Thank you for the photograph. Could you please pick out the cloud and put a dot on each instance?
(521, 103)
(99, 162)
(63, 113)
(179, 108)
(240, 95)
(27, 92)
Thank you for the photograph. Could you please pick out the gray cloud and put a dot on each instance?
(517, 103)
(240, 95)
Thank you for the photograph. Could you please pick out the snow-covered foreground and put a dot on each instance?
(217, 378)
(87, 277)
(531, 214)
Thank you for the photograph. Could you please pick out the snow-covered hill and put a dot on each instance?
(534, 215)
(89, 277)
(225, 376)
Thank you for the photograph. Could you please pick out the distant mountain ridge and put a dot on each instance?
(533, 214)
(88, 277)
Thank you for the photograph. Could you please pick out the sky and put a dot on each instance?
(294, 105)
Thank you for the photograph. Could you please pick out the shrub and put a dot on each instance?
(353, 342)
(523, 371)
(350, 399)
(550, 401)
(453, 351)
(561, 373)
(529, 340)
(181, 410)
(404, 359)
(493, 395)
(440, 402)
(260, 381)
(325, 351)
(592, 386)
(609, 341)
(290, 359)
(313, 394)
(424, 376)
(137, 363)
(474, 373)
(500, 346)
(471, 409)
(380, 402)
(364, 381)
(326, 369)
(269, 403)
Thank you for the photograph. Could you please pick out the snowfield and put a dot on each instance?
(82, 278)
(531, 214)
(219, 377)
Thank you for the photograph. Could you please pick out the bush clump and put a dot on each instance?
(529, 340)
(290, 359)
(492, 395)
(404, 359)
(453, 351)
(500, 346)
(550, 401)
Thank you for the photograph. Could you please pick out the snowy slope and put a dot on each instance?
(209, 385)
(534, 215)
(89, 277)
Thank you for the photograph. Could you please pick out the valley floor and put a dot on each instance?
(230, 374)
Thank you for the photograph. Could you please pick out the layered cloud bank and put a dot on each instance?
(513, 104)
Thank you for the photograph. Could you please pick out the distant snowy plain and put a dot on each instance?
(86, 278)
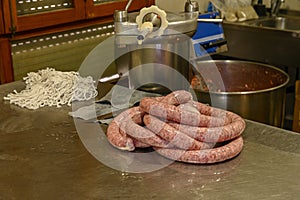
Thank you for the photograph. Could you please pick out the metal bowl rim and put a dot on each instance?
(252, 63)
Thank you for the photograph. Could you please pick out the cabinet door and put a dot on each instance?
(22, 15)
(102, 8)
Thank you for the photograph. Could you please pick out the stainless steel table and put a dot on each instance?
(42, 157)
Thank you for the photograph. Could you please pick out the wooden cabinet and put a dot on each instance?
(27, 18)
(24, 15)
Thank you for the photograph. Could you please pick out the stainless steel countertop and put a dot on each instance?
(42, 157)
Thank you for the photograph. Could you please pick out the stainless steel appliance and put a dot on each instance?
(153, 47)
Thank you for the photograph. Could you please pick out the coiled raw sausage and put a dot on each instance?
(179, 115)
(179, 128)
(205, 156)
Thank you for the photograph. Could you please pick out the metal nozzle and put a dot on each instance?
(191, 6)
(128, 4)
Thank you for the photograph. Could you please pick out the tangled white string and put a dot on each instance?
(49, 87)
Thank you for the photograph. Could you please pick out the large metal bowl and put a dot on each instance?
(254, 91)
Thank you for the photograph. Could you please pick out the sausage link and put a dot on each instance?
(120, 139)
(177, 97)
(179, 115)
(142, 134)
(214, 134)
(172, 135)
(205, 156)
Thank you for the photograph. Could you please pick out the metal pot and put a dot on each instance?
(161, 63)
(254, 91)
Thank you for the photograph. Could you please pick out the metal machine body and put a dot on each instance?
(154, 48)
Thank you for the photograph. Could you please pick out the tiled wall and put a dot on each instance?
(178, 5)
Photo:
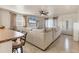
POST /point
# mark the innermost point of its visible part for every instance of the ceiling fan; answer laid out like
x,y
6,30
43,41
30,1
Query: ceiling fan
x,y
43,12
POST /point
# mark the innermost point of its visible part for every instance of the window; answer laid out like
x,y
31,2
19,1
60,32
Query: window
x,y
32,21
19,20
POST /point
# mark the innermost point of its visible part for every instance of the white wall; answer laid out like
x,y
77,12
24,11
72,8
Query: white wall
x,y
71,18
5,18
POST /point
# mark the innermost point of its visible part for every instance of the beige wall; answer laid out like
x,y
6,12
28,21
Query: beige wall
x,y
5,18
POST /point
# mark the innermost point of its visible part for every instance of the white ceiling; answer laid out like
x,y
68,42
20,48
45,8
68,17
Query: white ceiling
x,y
52,9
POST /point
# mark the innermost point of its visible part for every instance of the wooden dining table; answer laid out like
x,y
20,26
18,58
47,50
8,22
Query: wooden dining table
x,y
6,37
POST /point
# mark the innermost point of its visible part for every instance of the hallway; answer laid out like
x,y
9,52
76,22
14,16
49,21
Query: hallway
x,y
64,44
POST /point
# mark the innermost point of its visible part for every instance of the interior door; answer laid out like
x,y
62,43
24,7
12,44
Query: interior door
x,y
67,27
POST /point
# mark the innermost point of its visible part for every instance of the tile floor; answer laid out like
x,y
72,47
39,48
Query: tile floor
x,y
64,44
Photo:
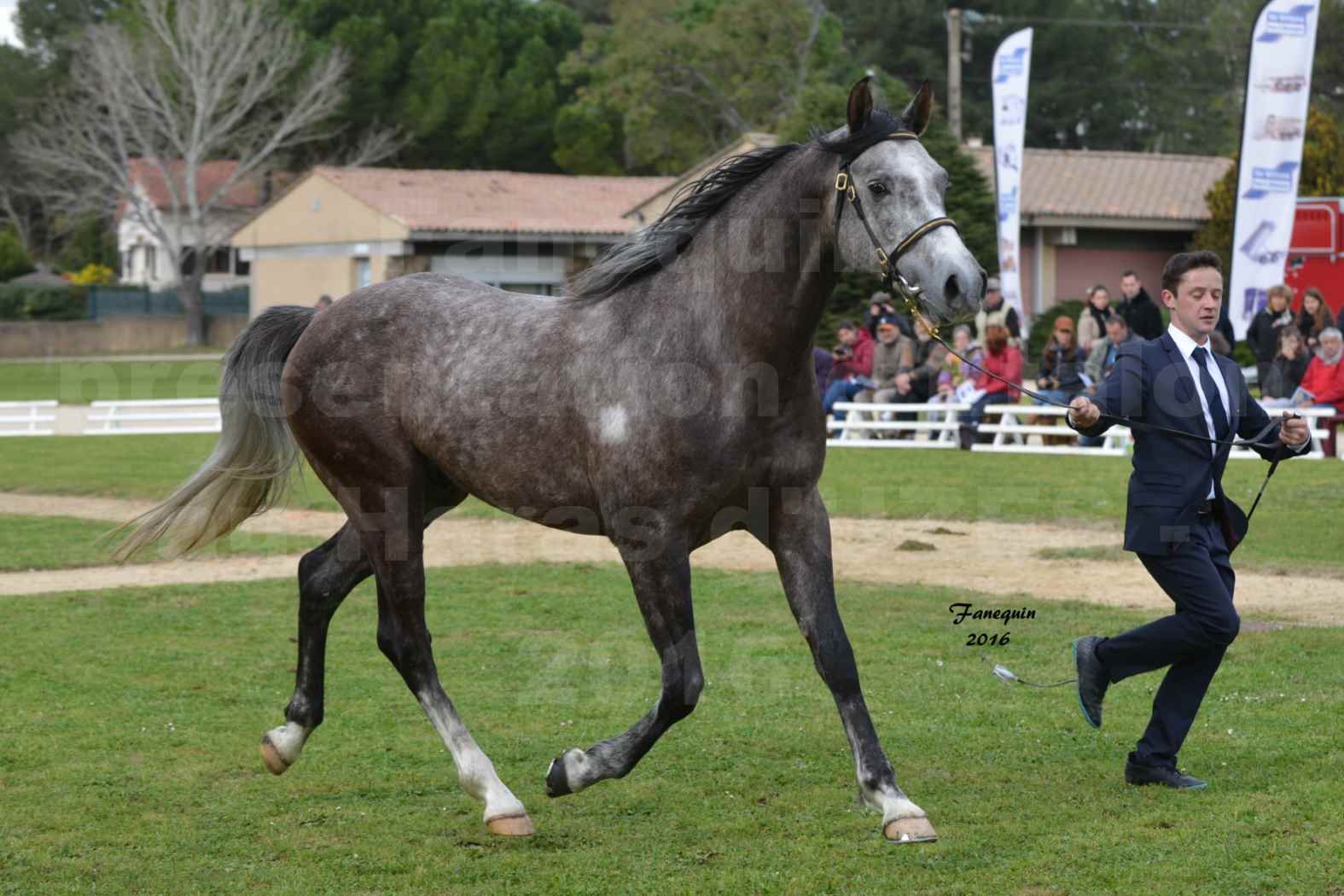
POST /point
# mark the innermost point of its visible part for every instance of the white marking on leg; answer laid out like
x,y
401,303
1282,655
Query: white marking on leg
x,y
892,804
288,741
579,769
474,770
613,425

■ ■ ■ ■ ■

→ Action item:
Output all the records above exactly, but without their images.

→ Expected answer:
Thank you for the photograph. Could you please pick out the cloud and put a dot on each instance?
(521, 103)
(99, 162)
(63, 113)
(179, 108)
(240, 95)
(27, 92)
Thank you for the photograph. Could you please pick out the gray cloud and put a dot on each instance?
(517, 103)
(240, 95)
Thank you for the photograph. Could you please pick out the snow-covered foreground and put a dot on each instance?
(217, 378)
(87, 277)
(531, 214)
Thank you for the photograph. Could you please pick out the snow-covered hill and put a dot on each instance?
(534, 215)
(89, 277)
(225, 376)
Thank you for the photograph. Could you please pick out the distant mountain ridge and put a dot on each instance?
(533, 214)
(88, 277)
Thank you for the photograph. Could you please pick out the sky and put a dot on each instance?
(294, 105)
Thank you for the photograph. Could you please pick out the shrub and put a dot on each instance?
(353, 342)
(523, 371)
(350, 399)
(550, 401)
(453, 351)
(561, 373)
(529, 340)
(181, 410)
(404, 359)
(493, 395)
(440, 402)
(260, 381)
(325, 351)
(592, 386)
(609, 341)
(290, 359)
(313, 394)
(424, 376)
(137, 363)
(474, 373)
(500, 346)
(471, 409)
(380, 402)
(364, 381)
(326, 369)
(269, 403)
Thank you for the photograph. Could you please pick out the snowfield and put a dot on each instance?
(82, 278)
(531, 214)
(219, 377)
Thank you for the photograph. Could you please pick out the bush clump and put a dot on each instance?
(529, 340)
(290, 359)
(492, 395)
(404, 359)
(453, 351)
(500, 346)
(550, 401)
Thank you for the photograph. Could you please pick out the snowy slope and put a dot on each instance?
(209, 385)
(534, 215)
(89, 277)
Thank you for the photograph. Could you please pick out the valley floor and put a dot on each instance?
(230, 374)
Thank you for the photograph. Could you please pick out the layered cloud bank and put a dot on each instance?
(513, 104)
Thank you for the photograph. Could you please pick out the distant snowy plain and put a dot on each instance?
(86, 278)
Thank you for the photograph. Could you please pick out the metal bowl rim and put a dot on each instance?
(252, 63)
Thank you for the photograph. Could you please pick out the cabinet door and put a dot on each instance?
(22, 15)
(102, 8)
Thank you for the photograph. Could you please pick out the stainless steel table and put a dot on each instance?
(42, 157)
Thank you for the photograph. Could you please pick out the wooden cabinet and put a dot on each instance?
(27, 18)
(24, 15)
Thank you for the photograph. Could you please pick out the stainless steel countertop and put a dot on each instance?
(42, 157)
Thank you for the photograph. Could you please pick out the stainless steel appliance and put a dot on each instance?
(153, 47)
Thank you for the photograph. Could you please pick out the coiled raw sausage and put a dot on each instance?
(179, 115)
(179, 128)
(205, 156)
Thank you for the photograph. Could you please pick out the metal nozzle and put a dot on each instance?
(191, 6)
(128, 4)
Thank you for the photograph. Could you please pick out the tangled white string and put a dot on each instance?
(49, 87)
Thank you for the photograph. Could you please pick out the large metal bowl and put a dot on each instance?
(254, 91)
Thank you for the photograph. Could you please pick out the sausage link and put a dot on each instance?
(120, 139)
(177, 97)
(179, 115)
(142, 134)
(214, 134)
(172, 135)
(205, 156)
Thank you for the photograph. Could you please pick out the metal pot and put a dot on each instance?
(161, 63)
(254, 91)
Thank you for the photograph. Could you please pick out the metal machine body and put a dot on each instance?
(154, 48)
Thank you for the photograph. Could you please pick out the tiled wall and put a dot on each instance?
(178, 5)
Photo:
POST /point
# mark the innermost point of its visible part for every instance of the ceiling fan; answer laid out like
x,y
6,30
43,41
30,1
Query: ceiling fan
x,y
43,12
POST /point
# mark the innermost point of its visible part for every instance of the window; answer laid out like
x,y
31,2
19,1
60,32
Query: window
x,y
32,21
19,20
POST /point
# mark the innermost point of its visible part for every instance of the white wall; answer laid out like
x,y
77,12
24,11
72,8
Query: white wall
x,y
71,18
5,18
POST /point
# mark the innermost point of its visible part for every instance of the beige wall; answer laid out like
x,y
6,12
28,21
Query: beige wall
x,y
5,18
POST /point
# mark the innermost point of its visible part for every instance of the white ceiling; answer laid out like
x,y
68,42
20,48
45,8
68,17
Query: white ceiling
x,y
52,9
POST /point
# mark the innermost point of its visible part for every instance of the wooden dining table; answer laid out like
x,y
20,26
18,58
47,50
8,22
Query: wooden dining table
x,y
6,37
POST /point
# mark the innermost point of its visible part for every instance of the hallway; answer laid out like
x,y
9,52
76,22
14,16
49,21
Query: hallway
x,y
64,44
POST /point
# mark the innermost point of its visible part for every instance of the interior door; answer laid out like
x,y
62,43
24,7
12,44
Query: interior door
x,y
67,27
POST /point
# mark the innermost point of its visible part for every instance of the tile floor; answer laid out like
x,y
72,47
39,48
Query: tile floor
x,y
64,44
Photo:
POST /point
# mark the innermost point of its visible part for every instance of the white marking on leg; answer laid out like
x,y
401,303
1282,655
Query: white marking on leg
x,y
892,804
288,741
579,769
474,770
613,425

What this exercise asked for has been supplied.